TAREA A
Según el texto sobre Acosta y los temblores de tierra, ¿concuerdan con él estas afirmaciones? Responda sí o no a cada una y cite las palabras exactas del texto que lo deciden. (i) Acosta sostiene que los volcanes son toda la causa de los temblores. (ii) Los temblores suelen darse más en tierras marítimas. (iii) Acosta compara lo que ocurre bajo la tierra con una castaña puesta al fuego.
TAREA B
En el texto sobre Acosta y los temblores de tierra, ¿entre qué lugares del Pirú han ido los terremotos corriendo por su orden?

TEXTO DE LECTURA
Acosta comienza planteando el problema del siguiente modo: “Algunos han pensado que de estos volcanes que hay en Indias procedan los temblores de tierra, que por allá son harto frecuentes. Mas, porque los hay en partes también que no tienen vecindad con volcanes, no puede ser ésa toda la causa”.

Así, primero considera que: “Bien es verdad que en cierta forma tiene lo uno con lo otro mucha semejanza, porque las exhalaciones cálidas que se engendran en las íntimas concavidades de la tierra parece que son la principal materia del fuego de los volcanes, con las cuales se enciende también otra materia más gruesa, y hace aquellas apariencias de humos y llamas que salen: y las mismas exhalaciones, no hallando debajo de la tierra salida fácil, mueven la tierra con aquella violencia para salir, de donde se causa el ruido horrible que suena debajo de la tierra y el movimiento de la misma tierra agitada de la exhalación encendida”.

Y sugiere esta comparación: “Así como la pólvora —tocándole el fuego— rompe peñas y muros en las minas, y como la castaña —puesta al fuego— salta y se rompe y da estallido, en concibiendo el aire que está dentro de su cáscara el vigor del fuego”.

Sin embargo, Acosta considera también otros aspectos: “Lo más ordinario de estos temblores o terremotos suele ser en tierras marítimas, que tienen agua vecina. Y así se ve en Europa y en Indias, que los pueblos muy apartados de mar y aguas sienten menos de este trabajo, y los que son puertos o playas o costa o tienen vecindad con eso padecen más esta calamidad. En el Pirú ha sido cosa maravillosa y mucho de notar que desde Chile a Quito, que son más de quinientas leguas [2000 kms], han ido los terremotos por su orden corriendo; digo los grandes y famosos, que otros menores han sido ordinarios”.

MATERIAL PROPORCIONADO
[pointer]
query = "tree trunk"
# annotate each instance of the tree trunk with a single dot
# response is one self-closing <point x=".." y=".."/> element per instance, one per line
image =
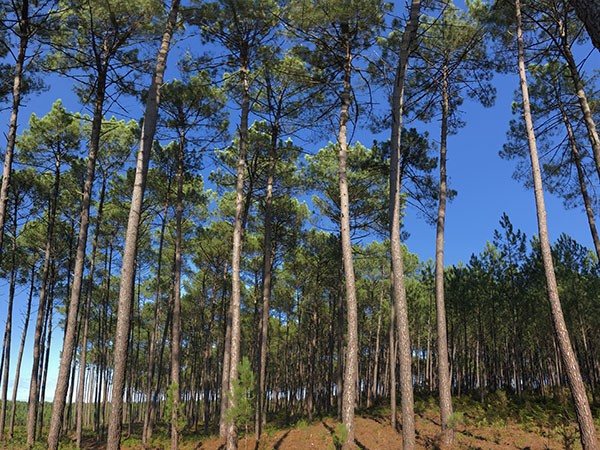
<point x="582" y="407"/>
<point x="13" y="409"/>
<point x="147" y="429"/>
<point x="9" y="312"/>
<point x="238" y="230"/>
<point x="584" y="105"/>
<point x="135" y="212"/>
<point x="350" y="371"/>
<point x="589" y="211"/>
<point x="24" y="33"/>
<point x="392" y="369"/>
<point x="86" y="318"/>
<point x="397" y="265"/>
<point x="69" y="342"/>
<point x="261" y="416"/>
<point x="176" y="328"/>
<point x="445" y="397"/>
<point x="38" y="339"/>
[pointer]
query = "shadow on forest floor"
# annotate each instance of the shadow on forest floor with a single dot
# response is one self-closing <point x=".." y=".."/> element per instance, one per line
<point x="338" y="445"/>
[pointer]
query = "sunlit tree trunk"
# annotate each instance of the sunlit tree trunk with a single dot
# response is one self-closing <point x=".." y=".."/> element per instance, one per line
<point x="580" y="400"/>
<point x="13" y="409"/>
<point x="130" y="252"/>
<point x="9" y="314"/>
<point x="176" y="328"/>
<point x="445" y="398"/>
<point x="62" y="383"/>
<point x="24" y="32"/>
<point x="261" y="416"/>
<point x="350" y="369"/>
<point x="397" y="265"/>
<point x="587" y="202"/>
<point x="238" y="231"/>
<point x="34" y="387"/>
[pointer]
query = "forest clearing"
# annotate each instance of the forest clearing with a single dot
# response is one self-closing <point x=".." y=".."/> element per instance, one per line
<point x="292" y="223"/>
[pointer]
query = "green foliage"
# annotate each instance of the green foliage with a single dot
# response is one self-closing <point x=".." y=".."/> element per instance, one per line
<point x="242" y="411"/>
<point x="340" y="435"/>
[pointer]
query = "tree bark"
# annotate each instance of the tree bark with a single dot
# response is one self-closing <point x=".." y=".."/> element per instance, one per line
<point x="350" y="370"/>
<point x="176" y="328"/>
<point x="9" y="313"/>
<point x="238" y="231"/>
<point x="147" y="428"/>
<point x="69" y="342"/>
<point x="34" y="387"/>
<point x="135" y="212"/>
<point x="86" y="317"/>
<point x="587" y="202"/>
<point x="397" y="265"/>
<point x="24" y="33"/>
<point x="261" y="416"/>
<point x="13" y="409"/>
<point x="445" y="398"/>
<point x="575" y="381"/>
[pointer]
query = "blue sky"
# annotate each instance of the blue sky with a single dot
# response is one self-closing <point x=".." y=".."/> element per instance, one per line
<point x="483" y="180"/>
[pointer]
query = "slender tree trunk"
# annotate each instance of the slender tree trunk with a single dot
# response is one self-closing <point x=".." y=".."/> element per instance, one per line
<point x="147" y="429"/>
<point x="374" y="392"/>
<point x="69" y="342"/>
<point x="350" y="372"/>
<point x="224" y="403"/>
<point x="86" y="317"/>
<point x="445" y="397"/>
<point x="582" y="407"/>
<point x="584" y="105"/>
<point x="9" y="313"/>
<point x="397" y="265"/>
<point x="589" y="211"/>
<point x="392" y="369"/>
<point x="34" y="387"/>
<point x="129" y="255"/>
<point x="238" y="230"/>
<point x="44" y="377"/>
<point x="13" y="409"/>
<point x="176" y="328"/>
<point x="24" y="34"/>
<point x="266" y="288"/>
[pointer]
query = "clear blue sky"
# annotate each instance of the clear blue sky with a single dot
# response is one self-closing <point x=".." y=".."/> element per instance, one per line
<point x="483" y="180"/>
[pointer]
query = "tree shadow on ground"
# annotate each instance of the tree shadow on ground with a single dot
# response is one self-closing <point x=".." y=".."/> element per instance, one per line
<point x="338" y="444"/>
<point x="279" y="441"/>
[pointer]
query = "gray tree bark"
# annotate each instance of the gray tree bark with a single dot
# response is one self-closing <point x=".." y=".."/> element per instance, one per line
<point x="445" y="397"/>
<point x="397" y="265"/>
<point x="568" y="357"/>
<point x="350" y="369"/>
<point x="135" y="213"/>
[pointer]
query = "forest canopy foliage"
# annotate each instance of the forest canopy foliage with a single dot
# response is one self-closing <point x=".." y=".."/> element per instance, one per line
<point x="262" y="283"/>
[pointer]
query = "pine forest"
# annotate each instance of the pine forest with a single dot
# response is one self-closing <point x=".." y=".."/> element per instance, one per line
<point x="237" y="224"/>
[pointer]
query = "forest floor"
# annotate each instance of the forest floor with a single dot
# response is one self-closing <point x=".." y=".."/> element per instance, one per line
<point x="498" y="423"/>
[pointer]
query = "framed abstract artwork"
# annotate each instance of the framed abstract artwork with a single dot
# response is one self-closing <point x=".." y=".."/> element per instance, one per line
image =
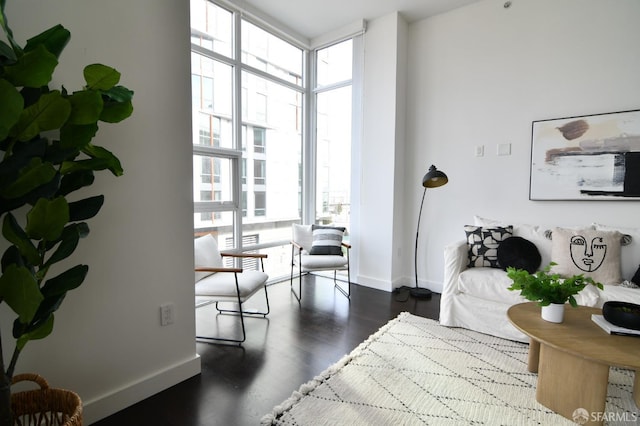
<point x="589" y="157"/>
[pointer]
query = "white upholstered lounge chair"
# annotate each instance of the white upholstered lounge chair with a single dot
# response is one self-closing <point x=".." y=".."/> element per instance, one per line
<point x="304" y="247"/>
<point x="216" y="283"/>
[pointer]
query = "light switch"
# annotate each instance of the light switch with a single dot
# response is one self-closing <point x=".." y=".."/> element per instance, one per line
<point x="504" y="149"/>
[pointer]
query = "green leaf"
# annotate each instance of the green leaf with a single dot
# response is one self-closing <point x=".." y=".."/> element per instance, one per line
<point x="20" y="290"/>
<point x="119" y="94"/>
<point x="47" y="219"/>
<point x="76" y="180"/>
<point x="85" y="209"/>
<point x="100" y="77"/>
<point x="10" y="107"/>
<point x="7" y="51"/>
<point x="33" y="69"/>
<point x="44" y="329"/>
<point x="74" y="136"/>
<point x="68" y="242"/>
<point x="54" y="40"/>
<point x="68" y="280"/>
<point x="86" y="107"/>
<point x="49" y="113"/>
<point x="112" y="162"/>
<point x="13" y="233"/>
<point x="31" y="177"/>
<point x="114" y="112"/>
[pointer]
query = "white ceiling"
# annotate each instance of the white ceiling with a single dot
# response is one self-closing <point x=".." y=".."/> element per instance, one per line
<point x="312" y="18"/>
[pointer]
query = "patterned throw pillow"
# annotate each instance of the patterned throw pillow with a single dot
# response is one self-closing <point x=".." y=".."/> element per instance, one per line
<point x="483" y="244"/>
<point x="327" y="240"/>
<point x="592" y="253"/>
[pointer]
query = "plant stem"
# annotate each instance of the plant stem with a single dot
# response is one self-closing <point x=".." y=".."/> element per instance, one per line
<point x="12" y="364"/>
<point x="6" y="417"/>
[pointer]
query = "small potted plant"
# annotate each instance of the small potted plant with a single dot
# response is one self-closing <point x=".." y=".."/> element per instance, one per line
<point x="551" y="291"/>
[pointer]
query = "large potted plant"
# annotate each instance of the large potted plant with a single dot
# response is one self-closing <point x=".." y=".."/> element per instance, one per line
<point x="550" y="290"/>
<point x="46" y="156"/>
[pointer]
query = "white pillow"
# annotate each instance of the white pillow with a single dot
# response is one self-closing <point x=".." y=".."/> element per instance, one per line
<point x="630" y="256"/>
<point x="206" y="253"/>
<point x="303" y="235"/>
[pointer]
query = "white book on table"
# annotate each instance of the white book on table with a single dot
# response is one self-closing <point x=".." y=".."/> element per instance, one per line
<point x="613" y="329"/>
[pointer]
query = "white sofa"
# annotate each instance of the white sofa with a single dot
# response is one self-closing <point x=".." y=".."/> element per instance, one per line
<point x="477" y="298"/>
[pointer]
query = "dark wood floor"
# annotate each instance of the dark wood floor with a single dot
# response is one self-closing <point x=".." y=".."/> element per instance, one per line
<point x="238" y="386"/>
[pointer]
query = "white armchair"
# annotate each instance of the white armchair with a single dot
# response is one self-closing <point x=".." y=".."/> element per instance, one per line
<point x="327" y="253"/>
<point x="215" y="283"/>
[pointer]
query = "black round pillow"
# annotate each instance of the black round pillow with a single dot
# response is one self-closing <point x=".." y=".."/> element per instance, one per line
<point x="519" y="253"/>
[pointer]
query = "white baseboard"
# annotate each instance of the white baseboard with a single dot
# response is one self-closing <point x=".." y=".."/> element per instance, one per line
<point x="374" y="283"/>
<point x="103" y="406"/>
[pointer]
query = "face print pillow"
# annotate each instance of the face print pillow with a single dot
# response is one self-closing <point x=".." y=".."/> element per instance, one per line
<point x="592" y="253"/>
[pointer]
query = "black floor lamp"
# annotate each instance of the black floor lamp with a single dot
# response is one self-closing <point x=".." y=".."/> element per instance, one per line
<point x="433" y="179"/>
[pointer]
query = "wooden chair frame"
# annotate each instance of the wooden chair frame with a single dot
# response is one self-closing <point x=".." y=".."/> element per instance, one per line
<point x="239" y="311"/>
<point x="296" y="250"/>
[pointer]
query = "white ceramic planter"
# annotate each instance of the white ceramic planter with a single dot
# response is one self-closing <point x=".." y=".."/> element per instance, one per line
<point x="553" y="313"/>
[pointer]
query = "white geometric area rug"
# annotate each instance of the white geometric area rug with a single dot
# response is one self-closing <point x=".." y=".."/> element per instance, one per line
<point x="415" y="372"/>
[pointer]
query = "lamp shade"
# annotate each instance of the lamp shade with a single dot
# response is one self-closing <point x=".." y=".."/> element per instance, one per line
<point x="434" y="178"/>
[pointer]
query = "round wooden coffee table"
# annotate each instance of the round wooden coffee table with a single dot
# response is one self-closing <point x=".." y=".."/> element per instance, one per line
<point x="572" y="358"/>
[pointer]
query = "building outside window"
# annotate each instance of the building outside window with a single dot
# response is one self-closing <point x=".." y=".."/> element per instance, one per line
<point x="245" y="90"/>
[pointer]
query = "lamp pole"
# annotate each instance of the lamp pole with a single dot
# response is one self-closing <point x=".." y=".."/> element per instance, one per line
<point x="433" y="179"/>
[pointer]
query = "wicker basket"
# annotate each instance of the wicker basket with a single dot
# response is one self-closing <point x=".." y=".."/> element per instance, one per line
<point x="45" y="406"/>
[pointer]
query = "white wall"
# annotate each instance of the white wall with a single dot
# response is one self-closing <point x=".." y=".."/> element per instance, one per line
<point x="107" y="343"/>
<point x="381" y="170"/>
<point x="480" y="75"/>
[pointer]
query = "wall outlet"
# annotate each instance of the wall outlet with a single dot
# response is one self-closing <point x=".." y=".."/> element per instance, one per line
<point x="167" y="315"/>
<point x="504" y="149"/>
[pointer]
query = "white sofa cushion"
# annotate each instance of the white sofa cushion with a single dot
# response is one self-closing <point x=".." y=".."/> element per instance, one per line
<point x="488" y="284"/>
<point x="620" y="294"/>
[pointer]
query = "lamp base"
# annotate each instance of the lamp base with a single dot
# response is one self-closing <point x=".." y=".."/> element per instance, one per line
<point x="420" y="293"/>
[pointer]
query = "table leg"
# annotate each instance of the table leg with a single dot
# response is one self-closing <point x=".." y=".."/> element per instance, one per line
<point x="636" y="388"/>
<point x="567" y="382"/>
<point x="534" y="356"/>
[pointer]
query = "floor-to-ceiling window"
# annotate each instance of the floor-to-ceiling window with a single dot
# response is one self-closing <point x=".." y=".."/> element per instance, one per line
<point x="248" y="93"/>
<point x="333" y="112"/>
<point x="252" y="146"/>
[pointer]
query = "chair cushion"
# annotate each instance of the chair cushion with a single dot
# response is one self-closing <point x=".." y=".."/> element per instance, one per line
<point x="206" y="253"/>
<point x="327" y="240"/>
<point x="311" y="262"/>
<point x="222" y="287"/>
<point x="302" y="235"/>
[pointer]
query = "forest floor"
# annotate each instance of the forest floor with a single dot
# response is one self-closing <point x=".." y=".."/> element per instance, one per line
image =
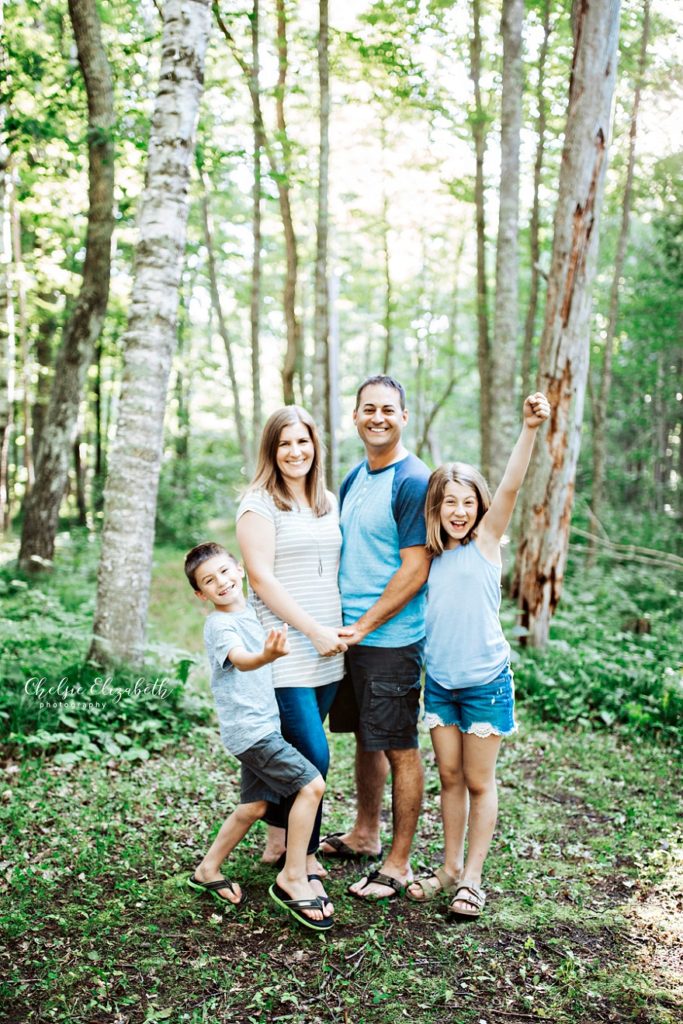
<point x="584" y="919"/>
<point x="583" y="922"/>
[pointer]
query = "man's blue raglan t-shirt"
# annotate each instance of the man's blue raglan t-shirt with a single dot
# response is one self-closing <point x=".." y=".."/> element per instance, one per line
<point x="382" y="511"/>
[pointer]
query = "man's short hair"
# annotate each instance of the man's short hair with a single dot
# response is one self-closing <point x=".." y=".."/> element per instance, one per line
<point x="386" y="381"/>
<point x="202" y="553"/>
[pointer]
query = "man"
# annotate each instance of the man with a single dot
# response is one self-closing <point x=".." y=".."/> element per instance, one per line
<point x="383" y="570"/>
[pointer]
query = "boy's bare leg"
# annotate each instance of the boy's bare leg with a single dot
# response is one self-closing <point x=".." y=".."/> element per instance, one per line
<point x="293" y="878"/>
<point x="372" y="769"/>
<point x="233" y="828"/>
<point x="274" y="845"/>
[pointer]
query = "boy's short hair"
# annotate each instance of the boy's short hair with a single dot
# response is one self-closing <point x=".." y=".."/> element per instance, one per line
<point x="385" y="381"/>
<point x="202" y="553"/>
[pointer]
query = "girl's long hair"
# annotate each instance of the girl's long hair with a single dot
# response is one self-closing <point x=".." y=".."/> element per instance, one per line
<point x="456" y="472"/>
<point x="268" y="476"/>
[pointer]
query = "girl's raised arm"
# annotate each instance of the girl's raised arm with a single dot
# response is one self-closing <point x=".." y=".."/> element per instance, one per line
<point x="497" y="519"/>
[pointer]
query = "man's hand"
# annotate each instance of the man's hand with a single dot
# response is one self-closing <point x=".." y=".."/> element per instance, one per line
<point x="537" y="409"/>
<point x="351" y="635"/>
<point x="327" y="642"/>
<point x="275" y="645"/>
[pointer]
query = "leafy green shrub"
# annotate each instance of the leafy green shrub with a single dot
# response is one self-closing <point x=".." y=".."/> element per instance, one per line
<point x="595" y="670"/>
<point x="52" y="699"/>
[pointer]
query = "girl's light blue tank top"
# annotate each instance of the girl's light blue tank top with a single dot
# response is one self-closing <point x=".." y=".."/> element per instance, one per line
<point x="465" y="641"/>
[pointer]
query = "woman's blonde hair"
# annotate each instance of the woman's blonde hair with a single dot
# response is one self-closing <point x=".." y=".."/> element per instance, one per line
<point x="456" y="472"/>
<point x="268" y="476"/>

RESPUESTA A
(i) No: “no puede ser ésa toda la causa”.
(ii) Sí: “Lo más ordinario de estos temblores o terremotos suele ser en tierras marítimas, que tienen agua vecina”.
(iii) Sí: “como la castaña —puesta al fuego— salta y se rompe y da estallido”.

RESPUESTA B
Desde Chile a Quito.